What you're asking for is related to a question I wrote for TCS Stackexchange some time back: the data structure that supports constant-time concatenation of functional lists is a difference list .

A way of handling such lists in a functional programming language was worked out by Yasuhiko Minamide in the 90s ; I effectively rediscovered it a while back. However, the good run-time guarantees require language-level support that's not available in Haskell.

Answer 3

It's because of immutable state. A list is an object + a pointer, so if we imagined a list as a Tuple it might look like this:

let tupleList = ("a", ("b", ("c", [])))

Now let's get the first item in this "list" with a "head" function. This head function takes O(1) time because we can use fst:

> fst tupleList

If we want to swap out the first item in the list with a different one we could do this:

let tupleList2 = ("x",snd tupleList)

Which can also be done in O(1). Why? Because absolutely no other element in the list stores a reference to the first entry. Because of immutable state, we now have two lists, tupleList and tupleList2 . When we made tupleList2 we didn't copy the whole list. Because the original pointers are immutable we can continue to reference them but use something else at the start of our list.

Now let's try to get the last element of our 3 item list:

> snd . snd $ fst tupleList

That happened in O(3), which is equal to the length of our list ie O(n).

But couldn't we store a pointer to the last element in the list and access that in O(1)? To do that we would need an array, not a list. An array allows O(1) lookup time of any element as it is a primitive data structure implemented on a register level.

(ASIDE: If you're unsure of why we would use a Linked List instead of an Array then you should do some more reading about data structures, algorithms on data structures and Big-O time complexity of various operations like get, poll, insert, delete, sort, etc).

Now that we've established that, let's look at concatenation. Let's concat tupleList with a new list, ("e", ("f", [])) . To do this we have to traverse the whole list just like getting the last element:

tupleList3 = (fst tupleList, (snd $ fst tupleList, (snd . snd $ fst tupleList, ("e", ("f", [])))

The above operation is actually worse than O(n) time, because for each element in the list we have to re-read the list up to that index. But if we ignore that for a moment and focus on the key aspect: in order to get to the last element in the list, we must traverse the entire structure.

You may be asking, why don't we just store in memory what the last list item is? That way appending to the end of the list would be done in O(1). But not so fast, we can't change the last list item without changing the entire list. Why?

Let's take a stab at how that might look:

data Queue a = Queue { last :: Queue a, head :: a, next :: Queue a} | Empty
appendEnd :: a -> Queue a -> Queue a
appendEnd a2 (Queue l, h, n) = ????

IF I modify "last", which is an immutable variable, I won't actually be modifying the pointer for the last item in the queue. I will be creating a copy of the last item. Everything else that referenced that original item, will continue referencing the original item.

So in order to update the last item in the queue, I have to update everything that has a reference to it. Which can only be done in optimally O(n) time.

(Dataset records)
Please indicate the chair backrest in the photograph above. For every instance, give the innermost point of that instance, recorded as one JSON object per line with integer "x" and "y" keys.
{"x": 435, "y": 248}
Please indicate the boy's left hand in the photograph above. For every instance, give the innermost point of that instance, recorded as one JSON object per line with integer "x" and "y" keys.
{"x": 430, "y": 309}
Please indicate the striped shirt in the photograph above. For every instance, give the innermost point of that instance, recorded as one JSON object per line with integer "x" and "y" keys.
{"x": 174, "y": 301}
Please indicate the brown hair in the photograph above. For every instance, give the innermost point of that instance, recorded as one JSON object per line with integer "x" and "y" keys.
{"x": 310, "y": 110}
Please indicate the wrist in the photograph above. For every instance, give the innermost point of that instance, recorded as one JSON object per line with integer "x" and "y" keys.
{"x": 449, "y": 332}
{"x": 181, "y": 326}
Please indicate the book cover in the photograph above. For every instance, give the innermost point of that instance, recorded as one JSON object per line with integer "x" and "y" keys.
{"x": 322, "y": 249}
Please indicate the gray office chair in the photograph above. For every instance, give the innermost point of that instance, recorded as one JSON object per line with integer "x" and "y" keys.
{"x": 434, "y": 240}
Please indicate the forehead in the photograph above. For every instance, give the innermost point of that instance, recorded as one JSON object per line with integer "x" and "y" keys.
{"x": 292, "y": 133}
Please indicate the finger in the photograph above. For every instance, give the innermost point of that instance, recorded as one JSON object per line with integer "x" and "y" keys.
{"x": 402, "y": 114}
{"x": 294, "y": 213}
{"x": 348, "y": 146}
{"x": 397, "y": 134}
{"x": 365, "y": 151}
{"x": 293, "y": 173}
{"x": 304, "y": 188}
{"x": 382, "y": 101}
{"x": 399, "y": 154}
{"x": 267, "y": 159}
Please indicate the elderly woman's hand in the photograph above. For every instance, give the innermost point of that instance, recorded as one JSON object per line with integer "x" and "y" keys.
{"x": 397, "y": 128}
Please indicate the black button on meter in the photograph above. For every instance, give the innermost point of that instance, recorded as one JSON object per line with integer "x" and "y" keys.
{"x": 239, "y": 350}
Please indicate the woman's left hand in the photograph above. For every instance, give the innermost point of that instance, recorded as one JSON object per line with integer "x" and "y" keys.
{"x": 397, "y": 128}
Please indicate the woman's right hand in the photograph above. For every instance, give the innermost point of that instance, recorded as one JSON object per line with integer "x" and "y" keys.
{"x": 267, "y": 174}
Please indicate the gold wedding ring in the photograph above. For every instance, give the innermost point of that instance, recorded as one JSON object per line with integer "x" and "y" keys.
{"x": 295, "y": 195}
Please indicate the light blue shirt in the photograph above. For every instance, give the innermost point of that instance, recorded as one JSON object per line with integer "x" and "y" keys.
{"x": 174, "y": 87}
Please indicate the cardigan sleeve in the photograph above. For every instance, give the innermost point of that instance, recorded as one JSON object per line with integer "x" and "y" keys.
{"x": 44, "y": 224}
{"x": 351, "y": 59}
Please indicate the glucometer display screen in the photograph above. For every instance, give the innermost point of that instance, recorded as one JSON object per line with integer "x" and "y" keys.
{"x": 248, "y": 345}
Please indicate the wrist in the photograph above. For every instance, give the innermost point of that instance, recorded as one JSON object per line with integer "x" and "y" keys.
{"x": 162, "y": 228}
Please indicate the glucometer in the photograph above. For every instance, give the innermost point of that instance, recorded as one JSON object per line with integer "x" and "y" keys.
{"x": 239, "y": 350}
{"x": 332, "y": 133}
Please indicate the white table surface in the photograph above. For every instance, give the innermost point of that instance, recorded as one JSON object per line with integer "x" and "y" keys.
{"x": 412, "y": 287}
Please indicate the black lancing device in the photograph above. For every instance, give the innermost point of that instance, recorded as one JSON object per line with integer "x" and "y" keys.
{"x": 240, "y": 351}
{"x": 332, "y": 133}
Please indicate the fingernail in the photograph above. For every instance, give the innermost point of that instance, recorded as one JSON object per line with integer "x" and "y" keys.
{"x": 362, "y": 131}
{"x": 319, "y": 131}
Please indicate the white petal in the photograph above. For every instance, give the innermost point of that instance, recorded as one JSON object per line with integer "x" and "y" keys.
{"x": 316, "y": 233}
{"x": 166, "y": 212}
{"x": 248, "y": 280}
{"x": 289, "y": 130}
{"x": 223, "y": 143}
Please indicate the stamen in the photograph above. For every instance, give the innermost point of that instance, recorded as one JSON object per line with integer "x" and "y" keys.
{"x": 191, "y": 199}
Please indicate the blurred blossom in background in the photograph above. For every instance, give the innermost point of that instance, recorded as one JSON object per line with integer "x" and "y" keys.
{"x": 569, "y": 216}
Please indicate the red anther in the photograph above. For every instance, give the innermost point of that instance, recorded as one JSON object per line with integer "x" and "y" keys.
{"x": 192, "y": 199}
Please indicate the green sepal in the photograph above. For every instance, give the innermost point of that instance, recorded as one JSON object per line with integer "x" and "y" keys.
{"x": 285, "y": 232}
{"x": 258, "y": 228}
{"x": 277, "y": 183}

:: THE REQUEST ::
From the text on list concatenation, return the passage that opens with the words "(ASIDE: If you're" and closes with "delete, sort, etc).". These records have no connection to the text about list concatenation.

:: CORRECT RESPONSE ::
(ASIDE: If you're unsure of why we would use a Linked List instead of an Array then you should do some more reading about data structures, algorithms on data structures and Big-O time complexity of various operations like get, poll, insert, delete, sort, etc).